Excerpts from point annotation data
** begin **

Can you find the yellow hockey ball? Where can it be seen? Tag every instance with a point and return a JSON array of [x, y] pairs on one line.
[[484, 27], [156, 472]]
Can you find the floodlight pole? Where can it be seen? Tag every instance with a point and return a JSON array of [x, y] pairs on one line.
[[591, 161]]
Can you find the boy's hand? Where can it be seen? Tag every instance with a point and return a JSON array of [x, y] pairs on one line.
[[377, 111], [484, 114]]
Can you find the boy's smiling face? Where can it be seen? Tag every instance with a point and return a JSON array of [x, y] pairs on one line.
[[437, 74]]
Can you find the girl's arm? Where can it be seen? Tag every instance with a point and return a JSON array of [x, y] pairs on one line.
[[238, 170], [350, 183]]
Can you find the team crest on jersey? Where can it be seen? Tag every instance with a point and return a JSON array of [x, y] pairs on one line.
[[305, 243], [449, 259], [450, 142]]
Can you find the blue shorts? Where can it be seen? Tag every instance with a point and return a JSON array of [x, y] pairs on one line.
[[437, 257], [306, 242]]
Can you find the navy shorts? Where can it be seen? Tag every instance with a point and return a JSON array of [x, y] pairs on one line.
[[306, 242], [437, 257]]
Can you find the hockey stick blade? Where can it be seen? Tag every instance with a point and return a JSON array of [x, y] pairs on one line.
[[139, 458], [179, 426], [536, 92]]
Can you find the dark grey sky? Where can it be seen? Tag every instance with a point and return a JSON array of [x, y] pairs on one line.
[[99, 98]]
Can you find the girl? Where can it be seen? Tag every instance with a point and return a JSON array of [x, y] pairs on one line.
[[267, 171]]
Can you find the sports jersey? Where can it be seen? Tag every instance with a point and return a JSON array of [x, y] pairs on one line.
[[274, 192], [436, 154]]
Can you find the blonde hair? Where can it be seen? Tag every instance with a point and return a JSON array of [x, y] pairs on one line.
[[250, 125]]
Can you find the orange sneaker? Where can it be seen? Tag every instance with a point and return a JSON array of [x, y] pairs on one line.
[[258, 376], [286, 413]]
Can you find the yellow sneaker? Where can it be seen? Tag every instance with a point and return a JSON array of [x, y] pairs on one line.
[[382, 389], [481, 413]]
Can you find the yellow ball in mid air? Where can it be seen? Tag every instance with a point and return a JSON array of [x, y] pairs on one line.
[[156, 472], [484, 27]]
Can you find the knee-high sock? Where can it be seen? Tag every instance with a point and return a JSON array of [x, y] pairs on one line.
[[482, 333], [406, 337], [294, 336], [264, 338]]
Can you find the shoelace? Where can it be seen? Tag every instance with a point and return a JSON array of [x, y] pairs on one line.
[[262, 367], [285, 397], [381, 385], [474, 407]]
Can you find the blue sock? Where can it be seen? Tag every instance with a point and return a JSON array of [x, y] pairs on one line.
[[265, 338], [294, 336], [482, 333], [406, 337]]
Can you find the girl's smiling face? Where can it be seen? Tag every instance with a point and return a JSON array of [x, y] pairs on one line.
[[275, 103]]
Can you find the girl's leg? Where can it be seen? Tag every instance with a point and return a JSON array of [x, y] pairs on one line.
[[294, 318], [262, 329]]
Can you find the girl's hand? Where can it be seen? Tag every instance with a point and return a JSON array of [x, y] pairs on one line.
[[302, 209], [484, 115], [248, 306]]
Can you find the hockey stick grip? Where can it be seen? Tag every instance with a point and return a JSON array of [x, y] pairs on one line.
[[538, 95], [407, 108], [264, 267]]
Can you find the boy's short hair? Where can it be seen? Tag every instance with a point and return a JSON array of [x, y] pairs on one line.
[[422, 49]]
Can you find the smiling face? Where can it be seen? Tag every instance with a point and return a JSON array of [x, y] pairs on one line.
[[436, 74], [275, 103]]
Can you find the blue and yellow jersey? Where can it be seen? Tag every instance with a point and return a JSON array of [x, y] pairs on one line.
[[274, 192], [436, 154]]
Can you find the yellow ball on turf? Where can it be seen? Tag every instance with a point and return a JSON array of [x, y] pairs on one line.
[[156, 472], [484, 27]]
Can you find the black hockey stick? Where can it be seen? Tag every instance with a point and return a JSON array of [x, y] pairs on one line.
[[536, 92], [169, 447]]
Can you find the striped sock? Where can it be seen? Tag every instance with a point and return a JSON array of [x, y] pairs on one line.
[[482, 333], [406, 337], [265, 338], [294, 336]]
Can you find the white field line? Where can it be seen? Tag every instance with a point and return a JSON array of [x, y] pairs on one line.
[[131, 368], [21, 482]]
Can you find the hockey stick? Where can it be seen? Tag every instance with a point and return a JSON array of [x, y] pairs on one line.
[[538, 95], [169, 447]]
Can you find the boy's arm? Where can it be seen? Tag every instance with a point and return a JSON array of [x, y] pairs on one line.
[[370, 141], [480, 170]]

** end **

_Request_
Put these lines into a Markdown table with the columns "No." and "Line," numbering each row and leaving out any blank lines.

_Response for this exercise_
| No. | Line |
|---|---|
| 1 | Can you find the yellow hockey ball? Where can it be seen? Tag every instance with a point and return a JSON array of [x, y] pairs on one line. |
| 2 | [[484, 27], [156, 472]] |
| 3 | Can you find the floodlight pole? Where can it be seen? Tag every instance with a point and return a JSON array of [x, y] pairs on one line. |
| 4 | [[591, 161]] |
| 5 | Can you find the boy's hand? Where can it be seen? Tag every instance with a point and return a JSON array of [x, y] pairs on one line. |
| 6 | [[377, 111], [484, 114]] |
| 7 | Can you find the boy's smiling face? Where can it be seen? Tag every instance with a point and return a JSON array of [x, y] pairs on one line. |
| 8 | [[437, 74]] |
| 9 | Can you find the girl's arm? Where can it be seen? Tag every instance with a point and return a JSON array of [x, y] pairs on one line. |
| 10 | [[238, 170], [350, 183]] |
| 11 | Can you find the team crest on jersey? Where can it be seen? Tag every instance with a point and return a JSON array of [x, y] pairs on one line. |
| 12 | [[305, 243], [449, 259], [450, 142]] |
| 13 | Can you find the blue shorts? Where can it be seen? Tag every instance with a point and return a JSON array of [x, y] pairs on one line. |
| 14 | [[437, 257], [306, 242]] |
| 15 | Can you find the navy shorts? Where can it be seen? Tag every instance with a point and return a JSON array of [x, y] pairs on one line. |
| 16 | [[306, 242], [437, 257]] |
| 17 | Can you find the hockey stick blade? Where can it be seen? Tag every instance with a point and return a JSON array of [x, y] pairs on one line. |
| 18 | [[139, 458], [179, 426], [536, 92]] |
| 19 | Can you find the dark grey sky? Where can it be seen? Tag every instance with a point and return a JSON array of [x, y] pairs on one line. |
| 20 | [[99, 98]] |
| 21 | Can you find the girl? Where can it be seen? Tag every instance with a point and return a JSON array of [x, y] pairs on one line. |
| 22 | [[267, 171]] |
| 23 | Can you find the sports jersey? Where can it be seen? Tag every instance with a point and return a JSON array of [x, y] pairs on one line. |
| 24 | [[274, 192], [436, 154]] |
| 25 | Can you find the blonde hair? Where can it be seen? Tag every instance with a point and return a JSON array of [x, y] pairs on one line. |
| 26 | [[250, 125]] |
| 27 | Can you find the orange sneaker? Where can it be seen? Tag every instance with a point and return a JSON array of [x, y] pairs on one line. |
| 28 | [[258, 376], [286, 413]] |
| 29 | Can you find the yellow sneaker? Where can it be seen? Tag every instance with a point and return a JSON array of [x, y] pairs on one line. |
| 30 | [[382, 389], [481, 413]] |
| 31 | Can you find the yellow ball in mid air? Where can it be seen? Tag every instance with a point and return a JSON array of [x, y] pairs on one line. |
| 32 | [[156, 472], [484, 27]] |
| 33 | Can you find the knee-high sock? Where can it be seen? Tag every instance with a point and return a JSON array of [x, y] pairs on one line. |
| 34 | [[482, 333], [406, 337], [294, 336], [264, 338]] |
| 35 | Can you find the shoelace? Where can it be seen? Tag every instance with a point and return a JSON array of [x, y] pairs on one line. |
| 36 | [[262, 367], [285, 397], [381, 385], [474, 407]] |
| 37 | Can you find the blue sock? Where can it be seen? Tag every instance with a point and return a JSON array of [x, y] pairs on one line. |
| 38 | [[265, 338], [294, 336], [482, 333], [406, 337]] |
| 39 | Can you find the girl's smiling face? Where can it be seen? Tag every instance with a point and return a JSON array of [x, y] pairs on one line. |
| 40 | [[275, 103]] |
| 41 | Can you find the girl's leg? Where can it be seen? Tag every instance with a point and return a JSON array of [x, y] pairs on one line. |
| 42 | [[294, 318], [262, 329]] |
| 43 | Can you find the girl's hand? Where can it be seen? Tag every instance with a point and return a JSON array of [x, y] pairs on one line. |
| 44 | [[302, 209], [484, 115], [248, 306]] |
| 45 | Can you find the hockey stick grip? Where can it be seen? Tag every instance with a point and return a JSON array of [x, y] pairs on one line. |
| 46 | [[538, 95], [407, 108], [264, 267]] |
| 47 | Can you find the boy's short hair? Where can it be seen? Tag every instance with a point and return a JSON array of [x, y] pairs on one line. |
| 48 | [[422, 49]] |
| 49 | Can you find the smiling face? Where can it be seen? Tag every instance with a point and return a JSON array of [x, y] pairs on one line. |
| 50 | [[436, 74], [275, 103]] |
| 51 | Can you find the blue and yellow jersey? Where can it be seen? Tag every instance with a point and return a JSON array of [x, y] pairs on one line. |
| 52 | [[274, 192], [436, 154]] |
| 53 | Can you find the yellow ball on turf? Where can it be seen? Tag every instance with a point and return a JSON array of [x, y] pairs on one line. |
| 54 | [[156, 472], [484, 27]] |
| 55 | Can you find the black hockey stick? Where can it be seen? Tag every instance with a point and return a JSON array of [x, y] pairs on one line. |
| 56 | [[536, 92], [169, 447]] |
| 57 | Can you find the striped sock? Where can it be seen? Tag every instance with a point and return a JSON array of [x, y] pairs on one line. |
| 58 | [[482, 333], [406, 337], [265, 338], [294, 336]] |
| 59 | Can you find the white field line? Where can it be seen? Tag every instance with a point and return a JSON array of [x, y] pairs on one line. |
| 60 | [[131, 368], [21, 482]] |
| 61 | Can you find the hockey stick? Where can it be seen? Tag every instance with a point and return a JSON array of [x, y] pairs on one line. |
| 62 | [[538, 95], [169, 447]] |
| 63 | Can you find the boy's arm? Where can it be seen? Tag every instance with a point and return a JSON array of [x, y] pairs on one line. |
| 64 | [[370, 141], [480, 170]] |